◆ Data lines ◆

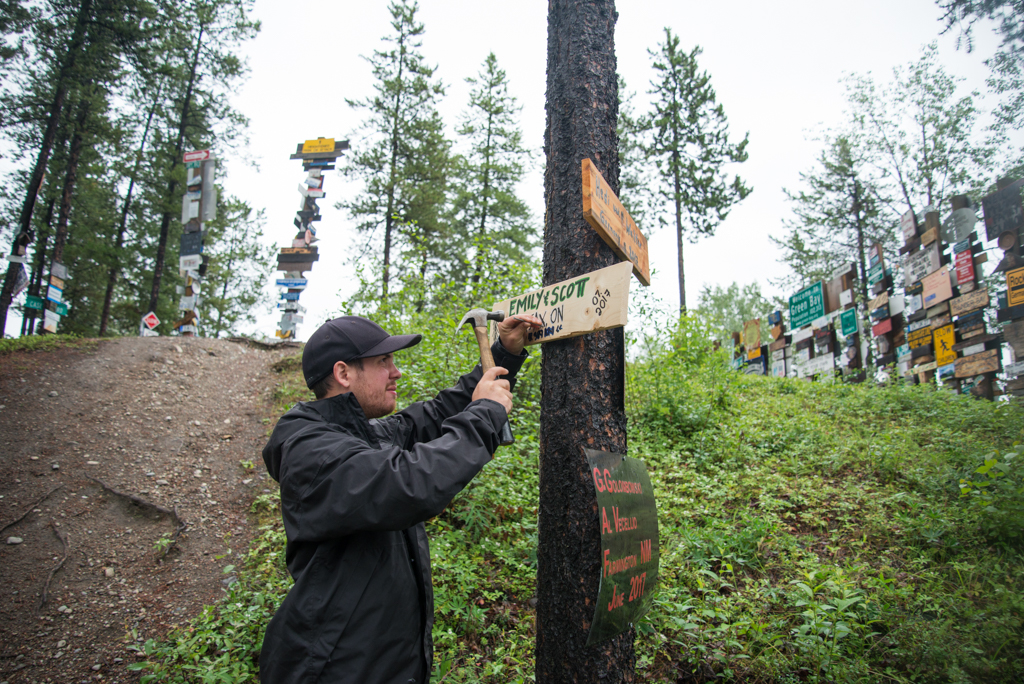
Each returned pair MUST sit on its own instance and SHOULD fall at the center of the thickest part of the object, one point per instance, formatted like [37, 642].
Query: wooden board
---
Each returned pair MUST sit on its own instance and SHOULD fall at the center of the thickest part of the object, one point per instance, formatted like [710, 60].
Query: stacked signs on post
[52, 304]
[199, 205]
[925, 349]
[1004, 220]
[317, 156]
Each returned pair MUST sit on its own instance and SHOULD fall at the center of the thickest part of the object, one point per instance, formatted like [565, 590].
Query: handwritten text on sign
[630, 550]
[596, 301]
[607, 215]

◆ Short task ◆
Format the lines of the entries from the one containing "like [37, 642]." through the one containing "Query: wooden board", both included, as a JSON list of strings with one string per line. Omit any blank lines.

◆ Right answer ◆
[
  "Each returned pair MUST sit on its own instance and SHOULD fall at the center of the thickest part of the object, one point per instance, formatted like [37, 642].",
  "Query: wooden board"
]